**Problem description**
List every line below that contains the word "marking", copying each one in full.

Contour labeling items
START

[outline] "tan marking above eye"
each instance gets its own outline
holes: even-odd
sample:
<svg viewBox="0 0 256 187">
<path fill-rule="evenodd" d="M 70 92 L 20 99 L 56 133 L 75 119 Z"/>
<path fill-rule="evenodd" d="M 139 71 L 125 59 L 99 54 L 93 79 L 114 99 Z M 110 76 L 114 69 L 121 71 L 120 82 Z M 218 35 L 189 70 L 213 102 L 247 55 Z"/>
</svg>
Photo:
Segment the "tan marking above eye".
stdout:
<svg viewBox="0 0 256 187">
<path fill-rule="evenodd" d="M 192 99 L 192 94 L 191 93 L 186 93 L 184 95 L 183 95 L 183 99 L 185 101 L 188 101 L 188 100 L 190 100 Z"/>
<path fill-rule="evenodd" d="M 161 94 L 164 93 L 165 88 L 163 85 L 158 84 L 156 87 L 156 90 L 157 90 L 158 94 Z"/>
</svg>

END
START

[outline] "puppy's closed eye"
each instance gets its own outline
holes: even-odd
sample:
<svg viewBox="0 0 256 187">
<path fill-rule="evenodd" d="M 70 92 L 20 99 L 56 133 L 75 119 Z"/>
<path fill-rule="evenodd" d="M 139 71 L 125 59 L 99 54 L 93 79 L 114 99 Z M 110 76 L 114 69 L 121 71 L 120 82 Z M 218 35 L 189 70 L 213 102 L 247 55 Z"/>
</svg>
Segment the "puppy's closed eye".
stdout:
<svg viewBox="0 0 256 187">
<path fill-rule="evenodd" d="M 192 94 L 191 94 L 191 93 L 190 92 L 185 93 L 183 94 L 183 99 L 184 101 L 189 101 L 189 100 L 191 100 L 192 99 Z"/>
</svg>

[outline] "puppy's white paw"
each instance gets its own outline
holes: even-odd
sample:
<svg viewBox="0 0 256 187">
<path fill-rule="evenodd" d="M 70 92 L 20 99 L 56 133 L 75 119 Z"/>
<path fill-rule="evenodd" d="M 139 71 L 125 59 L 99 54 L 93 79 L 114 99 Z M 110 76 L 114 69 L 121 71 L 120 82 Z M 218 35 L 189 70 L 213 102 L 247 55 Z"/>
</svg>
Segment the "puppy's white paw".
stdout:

END

**Finished answer**
[outline] "tan marking above eye"
Segment the "tan marking above eye".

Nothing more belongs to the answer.